Check your understanding.
• 1. In the norovirus article below, rewrite the paragraph beginning "Jacques Le Pendu of the University of Nantes" as a bulleted list that keeps its main facts.
• 2. Write a continuation of the norovirus article below, picking up after its final paragraph.

New Ligand For Human Norovirus Could Inspire Treatments For Stomach Flu

Molecular Medicine: Pathogen infects by binding to gangliosides in addition to blood group antigens

by Stu Borman
September 5, 2014 | A version of this story appeared in Volume 92, Issue 36

ONE POSSIBILITY
A graphic showing human norovirus interacting with ganglioside and blood-group antigen to enter a cell.
Credit: Adapted From John Klassen, Ming Tan & Xi Jiang
To enter cells, human noroviruses may have to interact with a ganglioside and a blood-group antigen, either in sequence or independently, as shown here.

Until now, virology experts believed that human noroviruses, a leading cause of acute gastroenteritis, infect human cells by interacting with antigenic sugars that define human blood types. A research team now reports that they also bind to a different class of cell-surface carbohydrates found on gangliosides.

The work could aid development of antiviral agents or vaccines for human norovirus, which infects millions of people and kills more than 200,000 worldwide each year. No therapeutics or preventives are available to treat the infections.

The study was carried out by John S. Klassen and coworkers at the University of Alberta with Ming Tan and Xi Jiang at Cincinnati Children’s Hospital Medical Center (J. Am. Chem. Soc. 2014, DOI: 10.1021/ja505272n). Mouse norovirus is known to bind to gangliosides and not to blood-group antigens. The new study shows the human version of norovirus binds to both.

Jacques Le Pendu of the University of Nantes, in France, whose group discovered human norovirus/blood-group-antigen binding, says scientists had already assumed that other ligands or receptors were at play. That’s because expression of blood-group antigens is not sufficient to allow infection in vitro, and some rare human norovirus strains do not appear to attach to the antigens. “Discovering that several gangliosides are ligands of at least two norovirus strains therefore constitutes a very important step in norovirus research,” he says.

Point localization data.
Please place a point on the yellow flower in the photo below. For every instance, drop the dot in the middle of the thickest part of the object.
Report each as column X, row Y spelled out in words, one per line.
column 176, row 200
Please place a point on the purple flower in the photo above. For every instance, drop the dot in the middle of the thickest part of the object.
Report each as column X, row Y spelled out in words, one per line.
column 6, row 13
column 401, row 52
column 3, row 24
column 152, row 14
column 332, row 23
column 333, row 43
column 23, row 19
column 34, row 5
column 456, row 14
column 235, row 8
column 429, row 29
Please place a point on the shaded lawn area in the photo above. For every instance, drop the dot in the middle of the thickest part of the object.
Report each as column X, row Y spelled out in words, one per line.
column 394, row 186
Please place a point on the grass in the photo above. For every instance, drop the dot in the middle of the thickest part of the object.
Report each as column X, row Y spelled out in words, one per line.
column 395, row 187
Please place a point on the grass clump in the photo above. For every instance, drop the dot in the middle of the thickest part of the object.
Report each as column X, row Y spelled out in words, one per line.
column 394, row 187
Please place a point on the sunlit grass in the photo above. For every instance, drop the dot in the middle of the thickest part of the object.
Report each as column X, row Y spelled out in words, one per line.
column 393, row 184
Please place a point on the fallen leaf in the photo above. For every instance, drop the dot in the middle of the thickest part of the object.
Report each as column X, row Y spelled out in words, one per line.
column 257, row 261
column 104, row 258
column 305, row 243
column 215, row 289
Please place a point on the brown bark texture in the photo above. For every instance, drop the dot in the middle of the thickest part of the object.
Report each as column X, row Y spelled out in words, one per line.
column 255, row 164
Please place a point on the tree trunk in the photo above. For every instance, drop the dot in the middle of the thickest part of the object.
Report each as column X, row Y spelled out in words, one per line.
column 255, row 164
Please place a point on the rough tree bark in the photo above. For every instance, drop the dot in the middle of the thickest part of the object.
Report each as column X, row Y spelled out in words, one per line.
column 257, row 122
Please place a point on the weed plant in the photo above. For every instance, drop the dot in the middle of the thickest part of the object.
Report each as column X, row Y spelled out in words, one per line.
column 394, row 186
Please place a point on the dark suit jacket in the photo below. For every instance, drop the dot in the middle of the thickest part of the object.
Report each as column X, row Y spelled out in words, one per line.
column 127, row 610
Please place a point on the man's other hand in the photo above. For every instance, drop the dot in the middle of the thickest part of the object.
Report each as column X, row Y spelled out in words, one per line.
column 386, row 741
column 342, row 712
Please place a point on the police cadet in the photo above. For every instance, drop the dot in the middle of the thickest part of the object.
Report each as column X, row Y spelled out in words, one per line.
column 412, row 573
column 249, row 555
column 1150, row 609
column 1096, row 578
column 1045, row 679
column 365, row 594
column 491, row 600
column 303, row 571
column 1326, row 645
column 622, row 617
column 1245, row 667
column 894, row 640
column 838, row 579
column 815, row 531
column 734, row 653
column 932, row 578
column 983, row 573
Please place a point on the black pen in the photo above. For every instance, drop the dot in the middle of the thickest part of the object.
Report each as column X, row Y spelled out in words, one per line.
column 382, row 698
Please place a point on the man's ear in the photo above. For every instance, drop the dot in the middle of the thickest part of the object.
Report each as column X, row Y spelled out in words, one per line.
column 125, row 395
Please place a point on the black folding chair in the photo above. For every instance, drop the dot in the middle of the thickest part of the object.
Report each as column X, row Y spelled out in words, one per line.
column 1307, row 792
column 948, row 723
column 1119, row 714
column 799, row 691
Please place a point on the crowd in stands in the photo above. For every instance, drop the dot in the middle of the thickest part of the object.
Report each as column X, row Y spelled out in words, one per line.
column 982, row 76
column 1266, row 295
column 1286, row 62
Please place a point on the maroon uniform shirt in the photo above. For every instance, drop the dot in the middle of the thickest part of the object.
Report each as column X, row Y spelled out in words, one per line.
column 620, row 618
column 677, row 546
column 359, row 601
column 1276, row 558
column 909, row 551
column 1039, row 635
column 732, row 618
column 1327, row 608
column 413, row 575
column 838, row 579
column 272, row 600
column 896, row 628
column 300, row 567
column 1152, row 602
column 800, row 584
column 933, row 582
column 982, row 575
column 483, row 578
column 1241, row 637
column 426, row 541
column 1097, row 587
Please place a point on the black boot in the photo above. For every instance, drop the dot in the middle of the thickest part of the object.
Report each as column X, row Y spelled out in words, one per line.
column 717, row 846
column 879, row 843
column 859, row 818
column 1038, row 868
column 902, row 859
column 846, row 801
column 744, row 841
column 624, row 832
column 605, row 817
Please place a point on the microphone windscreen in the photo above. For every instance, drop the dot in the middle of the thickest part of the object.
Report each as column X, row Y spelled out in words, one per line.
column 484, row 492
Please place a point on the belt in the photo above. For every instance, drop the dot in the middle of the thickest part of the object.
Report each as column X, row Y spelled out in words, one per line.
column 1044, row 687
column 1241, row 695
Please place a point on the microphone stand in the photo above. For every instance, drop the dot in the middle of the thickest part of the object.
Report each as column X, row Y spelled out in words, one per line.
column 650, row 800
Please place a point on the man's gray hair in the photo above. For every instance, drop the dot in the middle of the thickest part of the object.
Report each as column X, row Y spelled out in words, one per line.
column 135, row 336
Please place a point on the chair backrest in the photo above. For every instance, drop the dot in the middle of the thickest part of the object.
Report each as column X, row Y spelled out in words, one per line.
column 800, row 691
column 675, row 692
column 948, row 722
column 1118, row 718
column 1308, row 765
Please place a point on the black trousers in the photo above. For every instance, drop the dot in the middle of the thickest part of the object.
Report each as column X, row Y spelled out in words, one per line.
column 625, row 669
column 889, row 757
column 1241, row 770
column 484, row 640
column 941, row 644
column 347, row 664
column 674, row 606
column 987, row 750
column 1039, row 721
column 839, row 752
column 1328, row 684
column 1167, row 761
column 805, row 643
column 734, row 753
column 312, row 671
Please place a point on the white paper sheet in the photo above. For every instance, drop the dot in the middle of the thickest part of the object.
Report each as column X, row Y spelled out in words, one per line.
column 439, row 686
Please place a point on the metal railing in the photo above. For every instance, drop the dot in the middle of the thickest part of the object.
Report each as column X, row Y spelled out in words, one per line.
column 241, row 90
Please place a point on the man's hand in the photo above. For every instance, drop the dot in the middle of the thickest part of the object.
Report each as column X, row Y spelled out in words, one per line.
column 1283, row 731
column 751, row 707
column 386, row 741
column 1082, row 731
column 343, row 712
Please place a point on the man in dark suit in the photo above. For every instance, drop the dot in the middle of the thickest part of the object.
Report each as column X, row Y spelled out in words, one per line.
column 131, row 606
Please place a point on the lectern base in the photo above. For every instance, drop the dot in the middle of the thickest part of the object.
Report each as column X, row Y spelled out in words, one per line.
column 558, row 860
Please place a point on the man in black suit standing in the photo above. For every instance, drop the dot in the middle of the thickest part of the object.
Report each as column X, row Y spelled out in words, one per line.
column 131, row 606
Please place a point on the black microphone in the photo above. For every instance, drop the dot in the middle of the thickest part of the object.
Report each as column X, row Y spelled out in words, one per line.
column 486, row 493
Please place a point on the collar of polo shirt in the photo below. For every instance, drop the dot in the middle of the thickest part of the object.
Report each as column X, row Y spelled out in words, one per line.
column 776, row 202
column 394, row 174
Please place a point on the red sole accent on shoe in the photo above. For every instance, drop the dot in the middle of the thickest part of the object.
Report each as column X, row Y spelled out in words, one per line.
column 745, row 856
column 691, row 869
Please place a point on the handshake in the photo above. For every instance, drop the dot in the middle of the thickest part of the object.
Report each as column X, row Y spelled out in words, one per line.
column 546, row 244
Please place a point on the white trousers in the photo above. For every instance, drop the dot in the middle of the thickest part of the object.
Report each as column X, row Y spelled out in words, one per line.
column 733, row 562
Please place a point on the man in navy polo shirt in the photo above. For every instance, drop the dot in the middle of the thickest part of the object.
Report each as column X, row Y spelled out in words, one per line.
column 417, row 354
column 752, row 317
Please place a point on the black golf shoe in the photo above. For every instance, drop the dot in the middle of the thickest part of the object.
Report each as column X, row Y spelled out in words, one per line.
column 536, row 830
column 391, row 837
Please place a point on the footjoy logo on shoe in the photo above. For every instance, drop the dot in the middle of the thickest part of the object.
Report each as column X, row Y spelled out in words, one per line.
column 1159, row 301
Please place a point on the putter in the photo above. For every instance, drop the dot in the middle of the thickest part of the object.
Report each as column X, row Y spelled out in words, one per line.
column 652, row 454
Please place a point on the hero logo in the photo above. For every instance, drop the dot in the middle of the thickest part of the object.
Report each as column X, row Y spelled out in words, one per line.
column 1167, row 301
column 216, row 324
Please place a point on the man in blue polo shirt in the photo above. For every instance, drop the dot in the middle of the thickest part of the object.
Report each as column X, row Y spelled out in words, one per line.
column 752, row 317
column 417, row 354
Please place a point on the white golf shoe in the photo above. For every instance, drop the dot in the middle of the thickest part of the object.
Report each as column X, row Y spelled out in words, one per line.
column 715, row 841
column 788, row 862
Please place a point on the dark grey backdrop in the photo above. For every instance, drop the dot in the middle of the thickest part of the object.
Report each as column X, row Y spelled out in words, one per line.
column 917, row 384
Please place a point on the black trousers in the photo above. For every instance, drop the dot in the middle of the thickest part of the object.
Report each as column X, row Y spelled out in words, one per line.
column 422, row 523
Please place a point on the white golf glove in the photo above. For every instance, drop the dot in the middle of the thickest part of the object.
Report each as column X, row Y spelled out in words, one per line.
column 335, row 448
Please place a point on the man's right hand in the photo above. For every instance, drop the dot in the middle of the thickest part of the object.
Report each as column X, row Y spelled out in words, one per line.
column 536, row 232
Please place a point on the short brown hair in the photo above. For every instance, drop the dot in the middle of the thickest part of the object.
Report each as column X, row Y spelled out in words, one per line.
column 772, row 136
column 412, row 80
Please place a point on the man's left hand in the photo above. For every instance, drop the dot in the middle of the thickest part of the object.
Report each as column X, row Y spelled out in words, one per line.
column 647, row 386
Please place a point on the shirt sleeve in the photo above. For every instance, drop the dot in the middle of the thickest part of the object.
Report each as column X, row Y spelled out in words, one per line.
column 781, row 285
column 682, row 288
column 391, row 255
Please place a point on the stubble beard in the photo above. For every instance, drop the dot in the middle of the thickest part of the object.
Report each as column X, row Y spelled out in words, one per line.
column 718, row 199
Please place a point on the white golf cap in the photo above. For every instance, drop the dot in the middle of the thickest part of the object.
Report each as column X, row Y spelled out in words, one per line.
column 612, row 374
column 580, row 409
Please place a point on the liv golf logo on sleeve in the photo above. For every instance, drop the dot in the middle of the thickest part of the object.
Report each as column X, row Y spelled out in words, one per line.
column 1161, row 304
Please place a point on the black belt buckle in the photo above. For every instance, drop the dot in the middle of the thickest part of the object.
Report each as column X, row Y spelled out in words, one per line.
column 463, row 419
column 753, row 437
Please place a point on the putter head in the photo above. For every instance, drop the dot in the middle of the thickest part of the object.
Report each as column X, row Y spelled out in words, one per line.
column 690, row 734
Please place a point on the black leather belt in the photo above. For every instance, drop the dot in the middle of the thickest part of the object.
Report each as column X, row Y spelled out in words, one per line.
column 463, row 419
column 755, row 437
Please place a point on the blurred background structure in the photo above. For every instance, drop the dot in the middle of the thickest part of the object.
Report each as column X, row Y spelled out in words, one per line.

Answers to the tasks.
• 1.
- Jacques Le Pendu, of the University of Nantes in France, leads the group that discovered that human norovirus binds to blood-group antigens.
- He says scientists had already assumed that other ligands or receptors were involved.
- One reason is that expression of blood-group antigens is not enough to allow infection in vitro.
- Another is that some rare human norovirus strains do not appear to attach to the antigens.
- He considers the finding that several gangliosides are ligands of at least two norovirus strains a very important step in norovirus research.

• 2.
Klassen and coworkers used electrospray ionization mass spectrometry to show that capsid proteins of two human-infecting norovirus strains bind to the oligosaccharides of gangliosides with affinities similar to that of human norovirus/blood-group-antigen binding. They are now trying to establish whether the finding applies to other human noroviruses, the diversity of which is large and keeps evolving.

Molecular virologist Stefan Taube of the University of Lübeck, in Germany, a member of the group that discovered that mouse norovirus binds gangliosides, says the new finding “is surprising and raises many important questions” about the mechanism of human norovirus cell entry. Klassen and coworkers plan to study whether infection requires that the virus bind both classes of carbohydrates in a particular order or if binding either one will do.

Le Pendu notes that human rotaviruses, the other major type of enteric virus, bind the same two classes of cell-surface carbohydrates. He says the new finding suggests that binding to both ligands “is required for an efficient human enteric infection and that the two types of viruses evolved similar mechanisms of attachment and possibly of cell entry. This opens up new lines of enquiry for both noroviruses and rotaviruses.”